Count the lines in the material below that contain the string "dining", treating uppercase and lowercase as different, and reply with the number alone.

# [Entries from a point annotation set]
▽
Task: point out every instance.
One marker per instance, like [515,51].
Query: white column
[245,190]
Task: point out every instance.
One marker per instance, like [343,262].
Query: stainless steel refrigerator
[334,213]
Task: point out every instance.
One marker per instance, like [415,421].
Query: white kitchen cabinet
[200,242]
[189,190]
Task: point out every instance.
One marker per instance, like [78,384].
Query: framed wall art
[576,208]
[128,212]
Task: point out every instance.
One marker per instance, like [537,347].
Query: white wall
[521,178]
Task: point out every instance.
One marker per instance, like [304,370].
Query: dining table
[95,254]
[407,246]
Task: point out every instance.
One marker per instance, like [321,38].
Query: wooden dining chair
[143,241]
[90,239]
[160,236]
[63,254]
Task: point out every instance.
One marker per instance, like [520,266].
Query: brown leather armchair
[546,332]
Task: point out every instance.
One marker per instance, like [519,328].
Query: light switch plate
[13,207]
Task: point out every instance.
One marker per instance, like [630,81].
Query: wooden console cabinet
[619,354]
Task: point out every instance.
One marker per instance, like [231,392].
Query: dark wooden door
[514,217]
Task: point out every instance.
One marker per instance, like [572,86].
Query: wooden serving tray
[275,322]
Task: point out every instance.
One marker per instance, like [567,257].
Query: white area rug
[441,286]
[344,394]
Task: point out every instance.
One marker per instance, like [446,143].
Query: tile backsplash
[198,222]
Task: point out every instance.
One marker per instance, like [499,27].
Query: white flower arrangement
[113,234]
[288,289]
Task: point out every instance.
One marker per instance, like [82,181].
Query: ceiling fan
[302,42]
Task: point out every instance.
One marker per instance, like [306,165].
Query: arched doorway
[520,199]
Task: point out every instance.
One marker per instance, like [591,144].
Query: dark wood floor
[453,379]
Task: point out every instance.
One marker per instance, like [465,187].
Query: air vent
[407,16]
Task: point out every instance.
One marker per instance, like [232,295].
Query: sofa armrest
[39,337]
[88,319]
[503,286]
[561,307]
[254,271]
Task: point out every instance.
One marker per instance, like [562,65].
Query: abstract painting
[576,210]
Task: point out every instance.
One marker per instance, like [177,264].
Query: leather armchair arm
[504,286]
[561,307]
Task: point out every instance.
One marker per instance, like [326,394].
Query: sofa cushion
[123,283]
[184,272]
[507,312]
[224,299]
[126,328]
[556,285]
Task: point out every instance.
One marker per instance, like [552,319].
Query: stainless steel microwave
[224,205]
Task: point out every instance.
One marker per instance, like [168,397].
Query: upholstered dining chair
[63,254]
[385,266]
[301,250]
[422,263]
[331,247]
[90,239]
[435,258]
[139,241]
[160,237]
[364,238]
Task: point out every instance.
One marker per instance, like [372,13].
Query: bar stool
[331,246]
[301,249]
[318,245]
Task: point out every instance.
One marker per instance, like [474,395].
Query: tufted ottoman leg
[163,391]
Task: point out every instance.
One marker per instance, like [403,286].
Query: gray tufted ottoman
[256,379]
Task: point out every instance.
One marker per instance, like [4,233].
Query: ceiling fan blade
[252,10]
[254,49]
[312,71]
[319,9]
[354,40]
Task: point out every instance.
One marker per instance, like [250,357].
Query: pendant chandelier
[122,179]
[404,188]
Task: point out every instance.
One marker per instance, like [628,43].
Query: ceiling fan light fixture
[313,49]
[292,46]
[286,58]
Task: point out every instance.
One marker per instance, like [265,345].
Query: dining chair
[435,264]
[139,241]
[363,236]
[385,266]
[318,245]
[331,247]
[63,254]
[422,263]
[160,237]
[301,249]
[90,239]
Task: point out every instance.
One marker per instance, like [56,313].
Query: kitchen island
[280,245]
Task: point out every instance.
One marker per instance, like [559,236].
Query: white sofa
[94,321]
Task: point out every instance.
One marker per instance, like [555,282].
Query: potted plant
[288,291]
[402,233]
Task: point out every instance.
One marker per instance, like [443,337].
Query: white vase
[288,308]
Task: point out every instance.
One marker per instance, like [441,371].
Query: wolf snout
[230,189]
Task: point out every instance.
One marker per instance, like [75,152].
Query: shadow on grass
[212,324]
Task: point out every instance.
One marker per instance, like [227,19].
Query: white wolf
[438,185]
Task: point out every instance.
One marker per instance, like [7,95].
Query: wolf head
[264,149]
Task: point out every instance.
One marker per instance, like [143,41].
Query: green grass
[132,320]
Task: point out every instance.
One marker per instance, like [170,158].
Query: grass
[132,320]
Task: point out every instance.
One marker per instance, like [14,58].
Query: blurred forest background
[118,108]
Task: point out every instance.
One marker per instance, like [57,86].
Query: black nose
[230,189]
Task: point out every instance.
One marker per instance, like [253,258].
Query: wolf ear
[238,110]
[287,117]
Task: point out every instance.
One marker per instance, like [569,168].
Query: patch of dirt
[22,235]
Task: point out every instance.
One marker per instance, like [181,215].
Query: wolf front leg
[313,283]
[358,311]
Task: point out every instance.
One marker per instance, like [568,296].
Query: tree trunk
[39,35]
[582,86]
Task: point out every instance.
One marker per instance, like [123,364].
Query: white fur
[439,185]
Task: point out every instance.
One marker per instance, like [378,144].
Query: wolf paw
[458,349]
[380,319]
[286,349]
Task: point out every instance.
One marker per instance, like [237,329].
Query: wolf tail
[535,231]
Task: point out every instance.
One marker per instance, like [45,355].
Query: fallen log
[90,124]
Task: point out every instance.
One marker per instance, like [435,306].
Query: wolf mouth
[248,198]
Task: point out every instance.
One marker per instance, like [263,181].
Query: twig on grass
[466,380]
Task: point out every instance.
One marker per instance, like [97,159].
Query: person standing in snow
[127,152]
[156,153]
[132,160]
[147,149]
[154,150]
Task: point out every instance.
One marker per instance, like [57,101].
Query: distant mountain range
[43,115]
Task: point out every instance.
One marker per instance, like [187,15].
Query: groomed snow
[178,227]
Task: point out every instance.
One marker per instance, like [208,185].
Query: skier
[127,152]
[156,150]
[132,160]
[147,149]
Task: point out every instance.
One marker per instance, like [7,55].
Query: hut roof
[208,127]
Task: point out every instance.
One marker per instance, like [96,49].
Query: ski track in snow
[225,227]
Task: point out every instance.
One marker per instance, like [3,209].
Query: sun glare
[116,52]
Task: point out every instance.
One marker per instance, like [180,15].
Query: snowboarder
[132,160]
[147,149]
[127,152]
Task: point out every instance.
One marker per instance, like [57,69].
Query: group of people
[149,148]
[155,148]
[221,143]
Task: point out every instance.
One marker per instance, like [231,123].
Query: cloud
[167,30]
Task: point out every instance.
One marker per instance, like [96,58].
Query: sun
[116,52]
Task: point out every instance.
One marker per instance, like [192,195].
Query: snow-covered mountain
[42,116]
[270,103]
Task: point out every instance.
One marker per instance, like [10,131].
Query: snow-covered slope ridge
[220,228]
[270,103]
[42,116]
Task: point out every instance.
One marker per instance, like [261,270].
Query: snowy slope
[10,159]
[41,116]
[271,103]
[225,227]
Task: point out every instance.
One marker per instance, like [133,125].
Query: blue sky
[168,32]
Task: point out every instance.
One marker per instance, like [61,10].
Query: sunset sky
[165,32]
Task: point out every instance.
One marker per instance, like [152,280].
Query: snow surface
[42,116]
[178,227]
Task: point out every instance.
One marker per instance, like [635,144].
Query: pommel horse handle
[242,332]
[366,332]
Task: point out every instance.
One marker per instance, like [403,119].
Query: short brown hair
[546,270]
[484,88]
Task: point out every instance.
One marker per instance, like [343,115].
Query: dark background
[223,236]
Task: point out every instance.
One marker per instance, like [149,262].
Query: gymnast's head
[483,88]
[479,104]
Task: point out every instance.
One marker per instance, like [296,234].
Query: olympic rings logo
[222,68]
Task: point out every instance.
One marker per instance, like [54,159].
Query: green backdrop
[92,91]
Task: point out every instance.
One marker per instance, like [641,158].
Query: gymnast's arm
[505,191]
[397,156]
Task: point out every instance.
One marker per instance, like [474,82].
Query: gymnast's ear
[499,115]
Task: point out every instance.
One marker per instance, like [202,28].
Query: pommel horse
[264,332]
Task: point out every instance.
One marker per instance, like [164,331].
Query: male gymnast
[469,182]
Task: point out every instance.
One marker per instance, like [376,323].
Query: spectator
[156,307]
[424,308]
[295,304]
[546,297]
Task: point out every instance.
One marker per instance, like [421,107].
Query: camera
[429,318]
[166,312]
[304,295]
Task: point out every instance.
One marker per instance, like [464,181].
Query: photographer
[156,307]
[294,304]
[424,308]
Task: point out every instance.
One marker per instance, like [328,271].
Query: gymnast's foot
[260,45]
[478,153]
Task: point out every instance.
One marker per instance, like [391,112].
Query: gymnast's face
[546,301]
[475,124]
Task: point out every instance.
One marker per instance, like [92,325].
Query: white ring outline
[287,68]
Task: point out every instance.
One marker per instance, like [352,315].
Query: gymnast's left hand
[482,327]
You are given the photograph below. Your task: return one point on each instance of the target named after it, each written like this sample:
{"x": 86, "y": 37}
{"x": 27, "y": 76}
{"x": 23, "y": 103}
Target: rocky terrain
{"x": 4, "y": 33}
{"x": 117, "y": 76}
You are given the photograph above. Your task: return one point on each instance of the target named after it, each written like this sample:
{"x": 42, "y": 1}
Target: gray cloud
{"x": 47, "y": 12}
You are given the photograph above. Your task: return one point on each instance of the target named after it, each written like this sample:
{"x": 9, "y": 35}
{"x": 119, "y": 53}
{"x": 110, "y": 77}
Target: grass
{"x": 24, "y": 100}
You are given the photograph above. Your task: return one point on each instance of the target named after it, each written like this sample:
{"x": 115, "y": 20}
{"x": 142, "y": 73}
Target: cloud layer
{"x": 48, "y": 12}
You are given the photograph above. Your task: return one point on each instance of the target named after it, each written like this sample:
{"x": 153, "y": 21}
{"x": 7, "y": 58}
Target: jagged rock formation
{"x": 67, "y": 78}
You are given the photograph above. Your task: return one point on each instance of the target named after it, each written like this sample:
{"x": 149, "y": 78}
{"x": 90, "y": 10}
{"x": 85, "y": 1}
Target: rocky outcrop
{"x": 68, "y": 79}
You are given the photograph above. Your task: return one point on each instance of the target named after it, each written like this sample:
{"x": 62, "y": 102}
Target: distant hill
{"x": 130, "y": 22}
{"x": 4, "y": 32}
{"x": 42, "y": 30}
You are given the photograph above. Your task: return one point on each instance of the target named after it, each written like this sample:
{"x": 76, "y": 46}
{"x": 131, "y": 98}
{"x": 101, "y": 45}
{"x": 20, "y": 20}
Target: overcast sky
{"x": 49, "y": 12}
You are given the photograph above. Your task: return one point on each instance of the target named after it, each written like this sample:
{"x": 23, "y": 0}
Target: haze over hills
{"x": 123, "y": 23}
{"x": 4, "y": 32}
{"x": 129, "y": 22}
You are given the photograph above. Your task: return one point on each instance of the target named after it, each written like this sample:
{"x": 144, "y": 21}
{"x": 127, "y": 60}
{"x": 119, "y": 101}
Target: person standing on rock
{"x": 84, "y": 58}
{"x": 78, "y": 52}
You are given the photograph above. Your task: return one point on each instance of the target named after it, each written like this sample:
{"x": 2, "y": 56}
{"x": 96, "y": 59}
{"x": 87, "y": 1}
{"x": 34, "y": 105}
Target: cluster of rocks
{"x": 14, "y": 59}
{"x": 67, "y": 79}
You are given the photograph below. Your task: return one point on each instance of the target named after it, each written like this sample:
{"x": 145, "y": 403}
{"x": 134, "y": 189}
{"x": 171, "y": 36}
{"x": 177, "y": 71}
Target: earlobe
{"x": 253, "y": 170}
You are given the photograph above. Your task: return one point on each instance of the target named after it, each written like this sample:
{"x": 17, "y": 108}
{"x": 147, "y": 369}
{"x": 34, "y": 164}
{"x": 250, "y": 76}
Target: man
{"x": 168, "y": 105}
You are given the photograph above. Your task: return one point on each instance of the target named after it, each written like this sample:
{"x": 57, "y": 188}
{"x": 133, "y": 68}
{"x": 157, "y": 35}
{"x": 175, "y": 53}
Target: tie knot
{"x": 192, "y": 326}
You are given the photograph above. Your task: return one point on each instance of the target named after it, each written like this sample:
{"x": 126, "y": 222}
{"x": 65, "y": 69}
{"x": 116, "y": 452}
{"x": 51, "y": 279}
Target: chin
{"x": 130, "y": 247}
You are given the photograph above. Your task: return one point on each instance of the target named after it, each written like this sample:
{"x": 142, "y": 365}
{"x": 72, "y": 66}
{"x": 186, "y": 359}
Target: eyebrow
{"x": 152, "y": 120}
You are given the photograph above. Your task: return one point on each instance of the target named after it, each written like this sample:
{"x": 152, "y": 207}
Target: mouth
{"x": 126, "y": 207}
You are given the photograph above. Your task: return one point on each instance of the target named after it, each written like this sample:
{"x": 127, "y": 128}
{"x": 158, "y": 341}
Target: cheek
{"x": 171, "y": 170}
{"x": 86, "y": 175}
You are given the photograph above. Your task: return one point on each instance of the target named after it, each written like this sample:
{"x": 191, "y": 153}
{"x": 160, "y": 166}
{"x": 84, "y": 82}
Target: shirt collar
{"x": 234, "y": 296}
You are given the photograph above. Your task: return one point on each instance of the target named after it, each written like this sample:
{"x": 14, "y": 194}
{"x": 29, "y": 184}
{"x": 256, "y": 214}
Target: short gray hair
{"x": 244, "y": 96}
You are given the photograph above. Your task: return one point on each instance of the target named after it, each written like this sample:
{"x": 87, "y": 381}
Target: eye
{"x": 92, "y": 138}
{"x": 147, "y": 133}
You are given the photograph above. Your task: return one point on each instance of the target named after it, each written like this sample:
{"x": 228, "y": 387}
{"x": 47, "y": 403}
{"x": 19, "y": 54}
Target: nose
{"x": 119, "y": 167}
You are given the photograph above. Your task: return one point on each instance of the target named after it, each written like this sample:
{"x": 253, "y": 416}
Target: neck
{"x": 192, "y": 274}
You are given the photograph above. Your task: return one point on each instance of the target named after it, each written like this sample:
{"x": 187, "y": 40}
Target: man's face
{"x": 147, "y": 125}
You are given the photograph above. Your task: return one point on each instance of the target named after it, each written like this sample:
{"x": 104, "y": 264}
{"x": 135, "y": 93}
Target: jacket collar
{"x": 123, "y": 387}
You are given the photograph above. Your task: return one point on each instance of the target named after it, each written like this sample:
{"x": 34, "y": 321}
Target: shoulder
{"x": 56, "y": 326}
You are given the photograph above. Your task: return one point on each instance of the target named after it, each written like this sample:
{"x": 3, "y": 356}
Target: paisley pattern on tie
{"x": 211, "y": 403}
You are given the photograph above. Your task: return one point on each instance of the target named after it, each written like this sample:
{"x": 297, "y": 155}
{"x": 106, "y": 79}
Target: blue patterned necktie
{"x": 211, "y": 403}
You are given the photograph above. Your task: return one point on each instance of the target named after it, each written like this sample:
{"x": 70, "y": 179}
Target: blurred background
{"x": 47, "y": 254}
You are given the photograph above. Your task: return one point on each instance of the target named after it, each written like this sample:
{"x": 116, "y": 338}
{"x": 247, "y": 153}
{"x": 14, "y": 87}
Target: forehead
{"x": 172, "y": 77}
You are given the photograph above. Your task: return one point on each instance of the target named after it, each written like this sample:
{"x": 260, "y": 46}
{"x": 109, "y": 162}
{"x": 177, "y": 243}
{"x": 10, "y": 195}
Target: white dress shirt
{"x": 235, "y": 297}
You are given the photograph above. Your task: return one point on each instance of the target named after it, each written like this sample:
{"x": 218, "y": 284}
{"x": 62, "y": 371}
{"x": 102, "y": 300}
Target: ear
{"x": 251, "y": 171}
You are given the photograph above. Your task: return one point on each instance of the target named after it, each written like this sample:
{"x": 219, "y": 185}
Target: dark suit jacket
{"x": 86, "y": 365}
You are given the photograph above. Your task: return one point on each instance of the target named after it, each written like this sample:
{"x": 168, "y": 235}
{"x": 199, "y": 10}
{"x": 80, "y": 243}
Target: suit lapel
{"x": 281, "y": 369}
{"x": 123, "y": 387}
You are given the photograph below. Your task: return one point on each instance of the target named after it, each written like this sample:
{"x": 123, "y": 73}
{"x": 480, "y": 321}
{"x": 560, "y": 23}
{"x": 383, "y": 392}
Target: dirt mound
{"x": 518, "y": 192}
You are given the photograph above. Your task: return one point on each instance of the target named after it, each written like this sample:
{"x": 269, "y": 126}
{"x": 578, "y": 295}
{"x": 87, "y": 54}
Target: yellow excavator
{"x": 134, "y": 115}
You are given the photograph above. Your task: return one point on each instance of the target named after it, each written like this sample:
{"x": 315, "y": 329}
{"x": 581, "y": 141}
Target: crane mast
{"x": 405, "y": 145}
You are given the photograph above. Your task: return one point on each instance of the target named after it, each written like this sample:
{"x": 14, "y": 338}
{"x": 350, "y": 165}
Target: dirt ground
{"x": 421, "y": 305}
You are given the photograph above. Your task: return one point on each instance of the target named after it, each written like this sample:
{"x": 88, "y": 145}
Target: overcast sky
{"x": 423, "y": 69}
△
# [ANSWER FOR THIS EXERCISE]
4